#### The task:
Return each line of the entries that mentions the word "white".

#### Records for the task:
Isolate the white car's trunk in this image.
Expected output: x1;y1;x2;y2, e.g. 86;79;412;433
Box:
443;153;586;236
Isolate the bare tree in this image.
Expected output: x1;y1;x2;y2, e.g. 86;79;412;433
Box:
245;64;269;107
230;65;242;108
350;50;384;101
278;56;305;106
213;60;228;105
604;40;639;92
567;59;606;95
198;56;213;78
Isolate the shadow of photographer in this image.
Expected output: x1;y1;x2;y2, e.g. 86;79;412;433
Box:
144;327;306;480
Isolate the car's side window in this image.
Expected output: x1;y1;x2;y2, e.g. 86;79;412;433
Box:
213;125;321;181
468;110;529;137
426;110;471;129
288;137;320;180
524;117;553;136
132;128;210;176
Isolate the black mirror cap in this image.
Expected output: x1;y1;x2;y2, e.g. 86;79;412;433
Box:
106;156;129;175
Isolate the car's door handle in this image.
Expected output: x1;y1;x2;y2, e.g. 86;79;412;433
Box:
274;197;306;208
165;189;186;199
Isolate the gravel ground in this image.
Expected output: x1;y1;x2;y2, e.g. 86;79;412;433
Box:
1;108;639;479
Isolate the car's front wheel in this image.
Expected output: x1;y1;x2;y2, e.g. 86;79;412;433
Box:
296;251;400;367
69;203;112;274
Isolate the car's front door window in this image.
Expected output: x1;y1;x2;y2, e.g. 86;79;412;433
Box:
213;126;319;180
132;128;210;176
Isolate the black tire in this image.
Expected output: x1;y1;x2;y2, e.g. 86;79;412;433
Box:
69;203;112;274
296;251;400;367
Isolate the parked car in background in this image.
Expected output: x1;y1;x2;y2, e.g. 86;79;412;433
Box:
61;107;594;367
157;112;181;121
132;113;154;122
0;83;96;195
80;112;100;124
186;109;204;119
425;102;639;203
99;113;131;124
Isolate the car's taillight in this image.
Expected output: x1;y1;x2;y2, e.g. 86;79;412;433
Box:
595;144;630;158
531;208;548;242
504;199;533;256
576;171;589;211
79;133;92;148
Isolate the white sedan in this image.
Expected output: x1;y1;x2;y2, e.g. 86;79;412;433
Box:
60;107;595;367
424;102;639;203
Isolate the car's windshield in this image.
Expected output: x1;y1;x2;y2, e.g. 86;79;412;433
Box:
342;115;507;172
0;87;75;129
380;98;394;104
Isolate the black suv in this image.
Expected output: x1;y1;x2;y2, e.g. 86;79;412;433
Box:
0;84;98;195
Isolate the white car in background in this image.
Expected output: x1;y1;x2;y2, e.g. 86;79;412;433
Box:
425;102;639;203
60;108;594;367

#### Solution:
Isolate the white car's trunk in this image.
Isolate the white sedan in this image.
Isolate the white car in background in this image.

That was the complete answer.